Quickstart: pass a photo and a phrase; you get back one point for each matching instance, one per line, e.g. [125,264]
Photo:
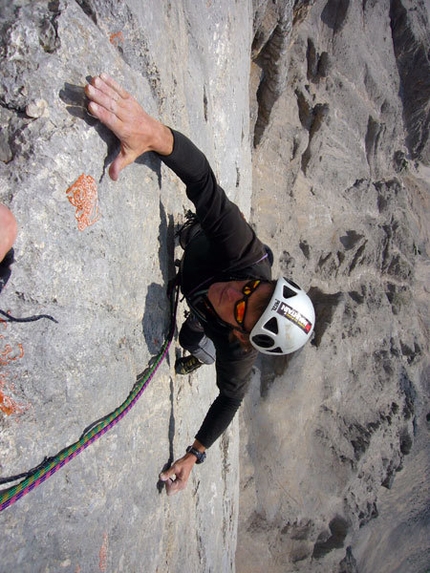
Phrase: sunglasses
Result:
[241,306]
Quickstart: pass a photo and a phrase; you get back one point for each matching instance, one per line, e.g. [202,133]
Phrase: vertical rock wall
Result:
[100,265]
[336,461]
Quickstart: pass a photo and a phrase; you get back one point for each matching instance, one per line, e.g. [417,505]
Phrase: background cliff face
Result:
[337,434]
[330,102]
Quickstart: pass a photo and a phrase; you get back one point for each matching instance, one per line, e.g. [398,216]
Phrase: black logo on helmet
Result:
[293,315]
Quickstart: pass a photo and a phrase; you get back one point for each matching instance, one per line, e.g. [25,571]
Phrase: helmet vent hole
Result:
[288,293]
[276,350]
[272,325]
[263,340]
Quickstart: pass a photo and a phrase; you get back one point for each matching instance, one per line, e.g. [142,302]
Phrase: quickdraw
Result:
[51,465]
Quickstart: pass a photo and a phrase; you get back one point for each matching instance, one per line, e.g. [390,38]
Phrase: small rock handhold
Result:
[37,108]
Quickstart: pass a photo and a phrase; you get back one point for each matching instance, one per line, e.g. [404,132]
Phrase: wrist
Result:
[163,141]
[197,454]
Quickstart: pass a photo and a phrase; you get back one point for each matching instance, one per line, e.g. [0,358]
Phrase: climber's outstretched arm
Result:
[137,131]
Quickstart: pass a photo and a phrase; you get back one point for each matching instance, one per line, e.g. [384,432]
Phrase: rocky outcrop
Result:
[338,195]
[331,141]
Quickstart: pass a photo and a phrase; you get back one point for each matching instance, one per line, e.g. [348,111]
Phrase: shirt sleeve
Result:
[220,218]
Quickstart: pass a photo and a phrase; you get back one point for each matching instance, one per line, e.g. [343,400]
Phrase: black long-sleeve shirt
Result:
[228,249]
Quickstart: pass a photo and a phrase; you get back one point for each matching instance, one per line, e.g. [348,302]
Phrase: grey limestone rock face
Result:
[337,431]
[314,116]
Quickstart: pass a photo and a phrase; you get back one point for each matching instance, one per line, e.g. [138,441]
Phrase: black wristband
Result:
[201,456]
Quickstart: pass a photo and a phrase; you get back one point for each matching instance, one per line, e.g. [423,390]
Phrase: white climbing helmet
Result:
[287,323]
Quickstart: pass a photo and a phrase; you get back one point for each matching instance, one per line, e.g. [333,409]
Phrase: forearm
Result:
[217,420]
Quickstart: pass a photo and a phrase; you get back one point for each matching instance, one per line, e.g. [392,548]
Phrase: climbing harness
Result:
[51,465]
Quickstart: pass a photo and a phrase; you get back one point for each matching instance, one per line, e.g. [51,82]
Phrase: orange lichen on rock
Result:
[83,195]
[8,405]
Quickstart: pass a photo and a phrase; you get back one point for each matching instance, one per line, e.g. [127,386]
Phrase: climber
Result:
[235,307]
[8,232]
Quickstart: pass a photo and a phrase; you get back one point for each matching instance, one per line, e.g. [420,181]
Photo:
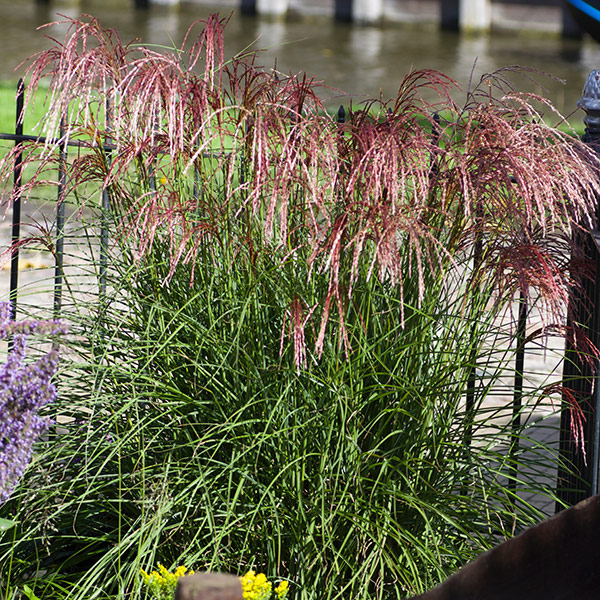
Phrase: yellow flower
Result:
[255,587]
[282,589]
[161,584]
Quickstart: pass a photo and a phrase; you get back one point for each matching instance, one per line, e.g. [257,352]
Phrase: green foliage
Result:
[290,365]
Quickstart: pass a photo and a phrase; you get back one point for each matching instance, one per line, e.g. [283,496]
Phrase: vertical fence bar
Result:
[518,387]
[575,476]
[16,203]
[472,377]
[60,220]
[104,221]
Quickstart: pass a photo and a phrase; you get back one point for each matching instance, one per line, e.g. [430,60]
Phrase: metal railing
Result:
[574,482]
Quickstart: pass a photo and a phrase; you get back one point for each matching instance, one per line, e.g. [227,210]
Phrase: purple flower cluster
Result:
[25,387]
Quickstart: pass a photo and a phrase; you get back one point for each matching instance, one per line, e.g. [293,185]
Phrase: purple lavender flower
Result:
[25,387]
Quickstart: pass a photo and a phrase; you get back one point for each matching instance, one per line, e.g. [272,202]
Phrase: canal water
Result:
[356,62]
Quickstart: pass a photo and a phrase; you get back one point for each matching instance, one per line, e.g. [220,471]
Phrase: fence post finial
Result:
[590,103]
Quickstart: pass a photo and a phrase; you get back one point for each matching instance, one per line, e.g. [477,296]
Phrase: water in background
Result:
[361,61]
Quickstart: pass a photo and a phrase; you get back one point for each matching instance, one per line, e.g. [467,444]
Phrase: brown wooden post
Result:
[209,586]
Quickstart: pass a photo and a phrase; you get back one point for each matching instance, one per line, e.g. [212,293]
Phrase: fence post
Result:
[16,203]
[60,220]
[209,586]
[577,473]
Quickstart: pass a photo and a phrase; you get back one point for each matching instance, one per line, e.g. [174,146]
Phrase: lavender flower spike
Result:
[25,387]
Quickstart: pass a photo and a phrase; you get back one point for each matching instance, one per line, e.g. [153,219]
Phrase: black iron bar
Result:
[518,388]
[16,203]
[104,225]
[60,223]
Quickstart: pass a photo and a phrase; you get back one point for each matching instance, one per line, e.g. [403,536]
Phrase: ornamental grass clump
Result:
[298,357]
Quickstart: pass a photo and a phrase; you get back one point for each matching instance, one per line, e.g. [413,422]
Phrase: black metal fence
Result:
[579,476]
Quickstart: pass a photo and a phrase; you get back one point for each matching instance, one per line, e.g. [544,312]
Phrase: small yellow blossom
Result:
[255,587]
[282,589]
[161,584]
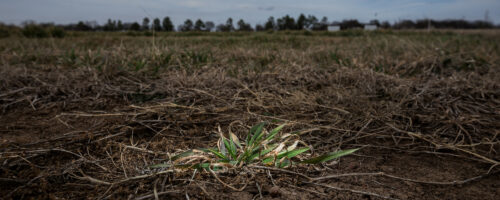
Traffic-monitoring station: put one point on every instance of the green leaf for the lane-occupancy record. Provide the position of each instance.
(182, 155)
(255, 132)
(329, 156)
(293, 153)
(283, 164)
(274, 132)
(218, 154)
(288, 154)
(230, 147)
(162, 165)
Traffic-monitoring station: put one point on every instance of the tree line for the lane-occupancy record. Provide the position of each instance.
(287, 22)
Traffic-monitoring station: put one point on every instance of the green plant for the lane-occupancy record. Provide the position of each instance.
(34, 31)
(4, 32)
(260, 148)
(57, 32)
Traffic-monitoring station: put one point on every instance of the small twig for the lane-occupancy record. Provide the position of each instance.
(351, 190)
(225, 184)
(461, 182)
(308, 190)
(281, 170)
(159, 194)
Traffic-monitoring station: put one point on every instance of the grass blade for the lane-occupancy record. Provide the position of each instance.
(218, 154)
(182, 155)
(329, 156)
(274, 132)
(255, 133)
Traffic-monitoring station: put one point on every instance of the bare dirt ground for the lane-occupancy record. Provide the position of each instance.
(79, 133)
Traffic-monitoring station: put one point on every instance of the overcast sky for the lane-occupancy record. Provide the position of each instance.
(253, 11)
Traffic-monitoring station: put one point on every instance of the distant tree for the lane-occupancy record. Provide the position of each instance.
(156, 24)
(145, 23)
(374, 22)
(187, 26)
(259, 27)
(270, 24)
(229, 24)
(385, 25)
(110, 25)
(209, 26)
(242, 26)
(135, 27)
(82, 27)
(167, 24)
(286, 23)
(324, 23)
(199, 25)
(119, 26)
(227, 27)
(301, 22)
(311, 20)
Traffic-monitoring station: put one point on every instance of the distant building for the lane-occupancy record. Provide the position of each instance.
(333, 28)
(370, 27)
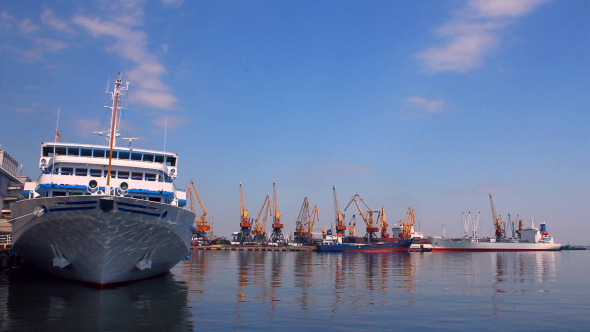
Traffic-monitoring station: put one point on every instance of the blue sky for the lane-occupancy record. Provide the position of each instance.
(428, 104)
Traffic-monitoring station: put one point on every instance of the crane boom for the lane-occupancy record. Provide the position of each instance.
(408, 224)
(260, 229)
(339, 217)
(201, 222)
(243, 210)
(383, 223)
(497, 221)
(315, 215)
(276, 214)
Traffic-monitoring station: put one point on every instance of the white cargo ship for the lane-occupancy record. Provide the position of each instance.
(525, 239)
(530, 239)
(103, 214)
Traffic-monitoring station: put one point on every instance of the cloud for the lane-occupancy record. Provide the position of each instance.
(425, 105)
(49, 18)
(85, 127)
(130, 43)
(169, 122)
(474, 32)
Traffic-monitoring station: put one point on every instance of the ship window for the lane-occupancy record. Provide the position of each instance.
(48, 151)
(123, 155)
(67, 171)
(99, 153)
(60, 151)
(148, 157)
(170, 161)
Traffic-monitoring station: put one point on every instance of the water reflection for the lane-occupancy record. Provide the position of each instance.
(36, 302)
(520, 272)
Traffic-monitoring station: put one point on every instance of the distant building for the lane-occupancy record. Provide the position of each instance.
(11, 187)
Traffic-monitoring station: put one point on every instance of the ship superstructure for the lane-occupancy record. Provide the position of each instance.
(103, 214)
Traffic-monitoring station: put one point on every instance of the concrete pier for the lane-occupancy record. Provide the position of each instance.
(256, 248)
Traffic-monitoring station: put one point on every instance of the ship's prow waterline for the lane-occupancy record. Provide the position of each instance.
(77, 239)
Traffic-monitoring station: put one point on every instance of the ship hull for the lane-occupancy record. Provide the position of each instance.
(101, 240)
(440, 244)
(358, 247)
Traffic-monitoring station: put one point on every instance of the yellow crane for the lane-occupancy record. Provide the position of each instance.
(497, 221)
(259, 230)
(383, 223)
(305, 222)
(340, 226)
(277, 233)
(201, 224)
(245, 222)
(408, 224)
(371, 229)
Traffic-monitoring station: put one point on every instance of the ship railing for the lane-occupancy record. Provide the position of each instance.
(5, 239)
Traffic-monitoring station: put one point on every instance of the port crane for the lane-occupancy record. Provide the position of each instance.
(383, 223)
(408, 224)
(497, 221)
(201, 224)
(245, 222)
(259, 230)
(371, 229)
(277, 227)
(339, 217)
(305, 222)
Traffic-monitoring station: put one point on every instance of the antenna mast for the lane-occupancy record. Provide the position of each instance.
(113, 134)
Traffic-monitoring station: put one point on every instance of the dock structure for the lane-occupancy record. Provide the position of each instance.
(256, 248)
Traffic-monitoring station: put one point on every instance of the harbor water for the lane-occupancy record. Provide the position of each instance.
(243, 290)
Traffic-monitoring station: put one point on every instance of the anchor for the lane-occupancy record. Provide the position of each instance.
(146, 261)
(58, 258)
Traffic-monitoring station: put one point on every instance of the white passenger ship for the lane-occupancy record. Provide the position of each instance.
(103, 214)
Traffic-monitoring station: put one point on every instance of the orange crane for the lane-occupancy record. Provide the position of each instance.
(340, 226)
(259, 230)
(371, 229)
(497, 221)
(277, 233)
(408, 224)
(305, 222)
(201, 224)
(245, 222)
(383, 223)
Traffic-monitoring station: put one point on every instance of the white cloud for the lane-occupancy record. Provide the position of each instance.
(50, 45)
(49, 18)
(473, 33)
(426, 105)
(132, 44)
(27, 26)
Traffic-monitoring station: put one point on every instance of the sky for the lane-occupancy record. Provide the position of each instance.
(423, 104)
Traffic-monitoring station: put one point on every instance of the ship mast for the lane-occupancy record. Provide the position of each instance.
(113, 134)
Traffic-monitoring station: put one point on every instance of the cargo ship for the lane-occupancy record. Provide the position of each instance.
(531, 239)
(334, 243)
(103, 214)
(526, 239)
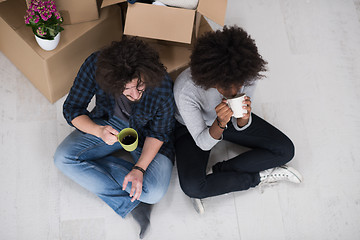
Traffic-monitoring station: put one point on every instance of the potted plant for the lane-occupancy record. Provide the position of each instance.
(45, 20)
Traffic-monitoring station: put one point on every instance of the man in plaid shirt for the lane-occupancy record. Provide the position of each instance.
(133, 90)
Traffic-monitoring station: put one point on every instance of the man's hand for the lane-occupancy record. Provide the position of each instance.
(108, 134)
(223, 112)
(136, 179)
(245, 119)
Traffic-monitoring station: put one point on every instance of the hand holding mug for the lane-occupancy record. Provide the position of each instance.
(223, 112)
(240, 105)
(108, 134)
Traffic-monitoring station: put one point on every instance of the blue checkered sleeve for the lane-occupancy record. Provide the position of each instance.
(82, 91)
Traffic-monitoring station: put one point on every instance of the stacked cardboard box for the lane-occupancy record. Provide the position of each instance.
(53, 73)
(92, 24)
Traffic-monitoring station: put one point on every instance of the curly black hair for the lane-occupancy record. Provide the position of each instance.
(226, 58)
(122, 61)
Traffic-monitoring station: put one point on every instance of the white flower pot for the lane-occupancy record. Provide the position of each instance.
(46, 44)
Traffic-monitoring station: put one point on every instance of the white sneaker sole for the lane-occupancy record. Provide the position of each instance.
(297, 175)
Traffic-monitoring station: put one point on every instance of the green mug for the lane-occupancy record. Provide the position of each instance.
(128, 138)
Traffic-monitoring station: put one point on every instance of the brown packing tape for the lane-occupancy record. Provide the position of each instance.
(159, 22)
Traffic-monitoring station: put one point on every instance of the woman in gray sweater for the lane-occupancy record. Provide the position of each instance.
(224, 64)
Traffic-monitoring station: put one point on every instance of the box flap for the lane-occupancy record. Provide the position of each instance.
(106, 3)
(174, 56)
(76, 11)
(213, 9)
(159, 22)
(13, 12)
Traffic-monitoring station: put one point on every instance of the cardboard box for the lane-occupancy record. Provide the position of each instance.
(53, 73)
(77, 11)
(170, 23)
(176, 56)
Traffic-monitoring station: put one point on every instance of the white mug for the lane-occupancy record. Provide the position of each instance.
(236, 105)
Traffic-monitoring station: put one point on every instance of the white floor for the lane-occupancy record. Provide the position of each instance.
(312, 93)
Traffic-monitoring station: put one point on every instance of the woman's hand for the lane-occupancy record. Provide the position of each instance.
(136, 178)
(223, 112)
(245, 118)
(108, 134)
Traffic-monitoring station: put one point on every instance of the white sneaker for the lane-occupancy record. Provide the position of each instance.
(197, 203)
(282, 173)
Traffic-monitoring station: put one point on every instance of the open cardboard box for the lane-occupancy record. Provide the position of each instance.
(53, 73)
(176, 56)
(170, 23)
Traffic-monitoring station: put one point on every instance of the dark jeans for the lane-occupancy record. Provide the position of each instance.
(269, 148)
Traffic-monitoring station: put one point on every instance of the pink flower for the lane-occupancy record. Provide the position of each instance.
(36, 20)
(40, 31)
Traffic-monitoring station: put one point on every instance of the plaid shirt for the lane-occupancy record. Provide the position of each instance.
(152, 116)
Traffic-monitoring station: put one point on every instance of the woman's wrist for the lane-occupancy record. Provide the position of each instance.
(138, 168)
(221, 125)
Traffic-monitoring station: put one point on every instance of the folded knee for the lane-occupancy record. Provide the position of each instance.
(153, 194)
(287, 151)
(193, 188)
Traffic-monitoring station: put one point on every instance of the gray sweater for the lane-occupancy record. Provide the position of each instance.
(196, 109)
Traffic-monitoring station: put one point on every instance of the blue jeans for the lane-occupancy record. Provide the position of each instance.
(87, 160)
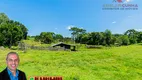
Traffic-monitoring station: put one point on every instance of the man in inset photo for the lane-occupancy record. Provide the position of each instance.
(11, 72)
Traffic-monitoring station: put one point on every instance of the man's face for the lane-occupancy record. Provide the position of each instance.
(12, 62)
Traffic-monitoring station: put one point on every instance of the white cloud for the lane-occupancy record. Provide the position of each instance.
(127, 1)
(138, 29)
(69, 27)
(129, 16)
(113, 22)
(56, 28)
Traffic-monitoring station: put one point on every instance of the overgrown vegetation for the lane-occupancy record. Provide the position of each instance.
(109, 63)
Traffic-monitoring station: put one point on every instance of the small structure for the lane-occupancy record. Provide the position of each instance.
(63, 46)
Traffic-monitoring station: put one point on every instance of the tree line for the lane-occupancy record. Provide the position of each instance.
(13, 31)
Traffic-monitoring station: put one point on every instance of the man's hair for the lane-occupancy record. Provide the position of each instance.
(12, 53)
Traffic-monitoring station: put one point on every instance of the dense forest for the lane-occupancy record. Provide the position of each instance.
(11, 32)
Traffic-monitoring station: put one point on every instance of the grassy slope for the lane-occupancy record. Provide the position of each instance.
(116, 63)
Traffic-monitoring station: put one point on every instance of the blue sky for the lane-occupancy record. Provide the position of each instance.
(59, 15)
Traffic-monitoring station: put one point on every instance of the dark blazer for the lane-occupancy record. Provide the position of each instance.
(4, 75)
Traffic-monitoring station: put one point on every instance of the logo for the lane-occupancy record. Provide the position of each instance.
(45, 78)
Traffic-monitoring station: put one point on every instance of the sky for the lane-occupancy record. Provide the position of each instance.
(59, 16)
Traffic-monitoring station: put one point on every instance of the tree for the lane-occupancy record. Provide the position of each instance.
(11, 33)
(108, 37)
(3, 18)
(132, 35)
(58, 37)
(76, 32)
(139, 37)
(47, 37)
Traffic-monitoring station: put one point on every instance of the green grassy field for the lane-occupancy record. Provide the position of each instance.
(115, 63)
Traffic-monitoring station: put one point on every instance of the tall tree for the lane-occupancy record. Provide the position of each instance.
(132, 35)
(108, 36)
(76, 32)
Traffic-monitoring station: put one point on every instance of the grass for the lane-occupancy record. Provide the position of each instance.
(114, 63)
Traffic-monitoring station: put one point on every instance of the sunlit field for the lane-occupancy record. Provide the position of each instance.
(113, 63)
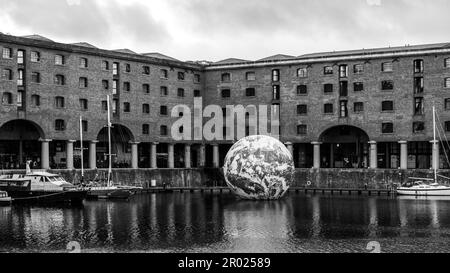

Instructions to follow:
Please show every line of the data above that contains the word "fence".

Exercise output:
Phrase: vertical fence bar
Phrase: fence post finial
Phrase: fence post
Phrase: black metal fence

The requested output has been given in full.